# [Stated exercise]
Using the essay on divine visitation, please explain why it calls the present day an excellent time to remember the story of Abraham. Answer in one to three sentences.

Divine Visitation

Fifty-eight percent of the people of the world associate themselves with three faiths: Christianity, Islam, and Judaism. There is one origin story at the root of all of them—the story of Abraham.

 

Origin stories carry a special power. Whether it is the story of the founding of the United States, the discovery of gravity when Isaac Newton witnessed an apple falling from a tree on his family farm in Lincolnshire, or the story of Superman coming to Planet Earth from Krypton, each tale is seminal for all that comes afterward.

 

The origin of these three great faiths tells of many things. Perhaps most significantly, it is a story of divine visitation. On this day, when war and the rumors of war in the Middle East fill the world’s media, it is an excellent time to remember how people caught up in a tragic conflict have this common ancestor who had an experience that is relevant to us all.

 

Like many of the gifts made available to humankind to reconnect us with our Source, in the minds of many, the experience of divine visitation is believed to be in the domain of religion. Its power is conceded to people from the distant past or to special ones of the religious institution. Who me? Be visited by the Divine?

 

Who knows how many times this story has been told? Before there was a Torah, before there were the Ten Commandments, the Quran, or the gospels, there was the story of a man who was visited by a Presence, named with various names in the story, who spoke to him. His story inspired his family and his descendants. It kept them going on a path that became a central thread in the lineage of world civilization.

 

What does it say to us today, this story of a man who experienced what he did before the existence of any religion that is practiced now? What is his relevance to a world at war?

# [Supplied data]
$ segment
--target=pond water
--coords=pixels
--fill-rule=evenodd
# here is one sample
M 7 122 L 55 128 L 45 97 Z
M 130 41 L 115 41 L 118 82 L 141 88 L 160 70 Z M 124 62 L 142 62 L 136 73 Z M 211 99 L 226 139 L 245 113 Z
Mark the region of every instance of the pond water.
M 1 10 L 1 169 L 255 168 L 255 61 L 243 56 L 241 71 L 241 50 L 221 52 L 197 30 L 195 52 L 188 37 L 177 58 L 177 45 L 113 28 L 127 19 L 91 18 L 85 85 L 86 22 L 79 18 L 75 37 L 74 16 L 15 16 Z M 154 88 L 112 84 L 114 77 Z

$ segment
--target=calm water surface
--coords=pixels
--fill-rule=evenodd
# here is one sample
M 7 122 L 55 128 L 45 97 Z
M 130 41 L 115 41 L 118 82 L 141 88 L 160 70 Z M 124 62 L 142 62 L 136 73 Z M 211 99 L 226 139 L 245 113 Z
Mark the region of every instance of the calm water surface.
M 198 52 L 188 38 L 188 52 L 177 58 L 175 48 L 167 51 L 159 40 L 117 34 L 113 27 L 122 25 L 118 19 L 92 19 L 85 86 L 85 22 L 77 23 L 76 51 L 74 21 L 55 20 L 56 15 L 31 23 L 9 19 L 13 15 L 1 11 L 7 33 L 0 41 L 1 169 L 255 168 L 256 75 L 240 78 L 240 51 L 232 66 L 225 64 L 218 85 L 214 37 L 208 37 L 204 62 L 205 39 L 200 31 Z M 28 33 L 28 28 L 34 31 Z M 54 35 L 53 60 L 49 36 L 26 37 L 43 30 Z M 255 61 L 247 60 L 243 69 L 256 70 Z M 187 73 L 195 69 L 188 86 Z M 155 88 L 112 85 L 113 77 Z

# [Answer to this exercise]
War and rumors of war in the Middle East fill the world's media. That makes it a good moment to remember that the people caught up in this tragic conflict share a common ancestor, Abraham, whose experience is relevant to everyone.